# start of TASK INPUTS
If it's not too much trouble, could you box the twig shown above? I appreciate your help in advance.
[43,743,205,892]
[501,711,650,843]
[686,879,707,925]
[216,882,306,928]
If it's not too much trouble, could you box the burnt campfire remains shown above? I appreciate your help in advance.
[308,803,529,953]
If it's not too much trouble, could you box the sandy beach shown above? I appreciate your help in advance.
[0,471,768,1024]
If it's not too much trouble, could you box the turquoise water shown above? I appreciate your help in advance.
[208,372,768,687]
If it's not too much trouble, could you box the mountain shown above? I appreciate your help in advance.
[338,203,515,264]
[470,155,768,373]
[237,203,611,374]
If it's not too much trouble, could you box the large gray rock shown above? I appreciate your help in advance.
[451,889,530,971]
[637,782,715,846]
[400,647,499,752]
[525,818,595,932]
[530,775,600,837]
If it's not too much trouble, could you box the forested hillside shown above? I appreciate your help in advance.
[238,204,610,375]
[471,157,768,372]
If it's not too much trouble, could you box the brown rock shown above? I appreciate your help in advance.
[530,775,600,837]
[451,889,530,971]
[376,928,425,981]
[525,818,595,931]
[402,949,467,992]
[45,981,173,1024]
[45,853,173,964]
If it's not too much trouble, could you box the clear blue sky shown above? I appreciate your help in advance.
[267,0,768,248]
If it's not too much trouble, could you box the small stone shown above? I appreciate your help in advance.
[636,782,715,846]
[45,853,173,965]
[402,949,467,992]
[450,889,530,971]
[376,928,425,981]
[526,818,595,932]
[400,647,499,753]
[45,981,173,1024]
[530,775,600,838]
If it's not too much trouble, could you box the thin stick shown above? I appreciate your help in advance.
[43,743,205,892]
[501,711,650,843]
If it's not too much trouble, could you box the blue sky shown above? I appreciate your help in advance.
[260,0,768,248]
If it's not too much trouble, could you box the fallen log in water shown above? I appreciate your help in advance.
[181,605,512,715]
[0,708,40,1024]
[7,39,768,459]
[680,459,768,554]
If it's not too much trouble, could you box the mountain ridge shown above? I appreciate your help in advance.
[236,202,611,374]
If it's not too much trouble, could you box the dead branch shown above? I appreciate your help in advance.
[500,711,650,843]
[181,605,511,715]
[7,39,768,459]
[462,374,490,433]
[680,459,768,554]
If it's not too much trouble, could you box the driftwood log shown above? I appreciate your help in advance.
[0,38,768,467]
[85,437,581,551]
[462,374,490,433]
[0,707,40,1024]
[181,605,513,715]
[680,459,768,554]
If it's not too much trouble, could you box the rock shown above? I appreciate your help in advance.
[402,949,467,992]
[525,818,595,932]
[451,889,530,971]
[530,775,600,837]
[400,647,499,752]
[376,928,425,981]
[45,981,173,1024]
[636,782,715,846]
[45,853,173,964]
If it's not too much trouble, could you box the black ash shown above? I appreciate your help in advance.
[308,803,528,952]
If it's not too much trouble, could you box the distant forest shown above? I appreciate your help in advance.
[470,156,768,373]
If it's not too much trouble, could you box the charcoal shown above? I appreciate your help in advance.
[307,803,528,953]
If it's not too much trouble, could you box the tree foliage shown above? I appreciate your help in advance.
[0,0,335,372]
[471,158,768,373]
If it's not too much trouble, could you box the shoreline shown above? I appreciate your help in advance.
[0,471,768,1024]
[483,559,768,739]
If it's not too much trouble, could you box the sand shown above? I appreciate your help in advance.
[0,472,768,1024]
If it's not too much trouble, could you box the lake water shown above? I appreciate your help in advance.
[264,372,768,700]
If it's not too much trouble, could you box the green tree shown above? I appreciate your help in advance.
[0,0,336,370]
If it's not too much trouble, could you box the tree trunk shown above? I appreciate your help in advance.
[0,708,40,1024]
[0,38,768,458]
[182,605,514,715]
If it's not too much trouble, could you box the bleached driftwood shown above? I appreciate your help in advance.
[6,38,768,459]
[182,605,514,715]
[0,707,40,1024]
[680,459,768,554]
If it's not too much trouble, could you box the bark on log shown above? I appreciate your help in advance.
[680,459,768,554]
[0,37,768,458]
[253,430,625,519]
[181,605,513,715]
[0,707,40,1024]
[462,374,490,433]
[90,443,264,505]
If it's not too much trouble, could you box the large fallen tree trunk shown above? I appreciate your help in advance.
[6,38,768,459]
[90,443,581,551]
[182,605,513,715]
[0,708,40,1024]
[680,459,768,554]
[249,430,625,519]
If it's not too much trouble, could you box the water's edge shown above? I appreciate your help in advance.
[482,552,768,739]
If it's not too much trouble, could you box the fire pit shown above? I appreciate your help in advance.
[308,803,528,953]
# end of TASK INPUTS
**OBJECTIVE**
Reproduce the records from the line containing "If it's not too much trouble, could you box the shoreline" through the end of the records, substituting "weathered driftwood" for "bleached driftwood" and leaving everything else unchanged.

**REPLY**
If it's not too much trouble, could you box the shoreline shown above? I appreciate your help in advance.
[0,471,768,1024]
[483,559,768,739]
If it's not too much trouble, could you box the sand shown above? I appreciate your help in advance.
[0,472,768,1024]
If it's not too much trouble, could you box the lake water shown above? I appreciate your help in advance.
[264,372,768,700]
If it's not too much trouble, could you box the green tree shown above? I appreciate your help in advance.
[0,0,336,370]
If it's not too much trouble, could you box the tree trunk shown above? I appreciate your help in advance.
[0,708,40,1024]
[0,38,768,458]
[182,605,514,715]
If it's not too much trouble, could you box the weathered driftwood shown above? I appreciate your help in advance.
[6,38,768,459]
[182,605,514,715]
[0,707,40,1024]
[680,459,768,554]
If it's not too much trouble, could you box the bark on log shown above? I appreciate your help in advance.
[680,459,768,554]
[0,37,768,458]
[253,430,625,519]
[181,605,513,715]
[0,707,40,1024]
[462,374,490,433]
[90,443,264,505]
If it's not too much trouble, could you box the large fallen tree trunk shown above? I appreciate your help in advance.
[6,38,768,459]
[90,443,581,551]
[182,605,513,715]
[0,708,40,1024]
[680,459,768,554]
[249,430,625,519]
If it's not too much trouble, could you box the water's edge shown above? I appreciate your help in advance.
[482,552,768,739]
If it's not too much trouble, could you box the fire pit shown above? I appreciate your help in advance.
[308,803,528,953]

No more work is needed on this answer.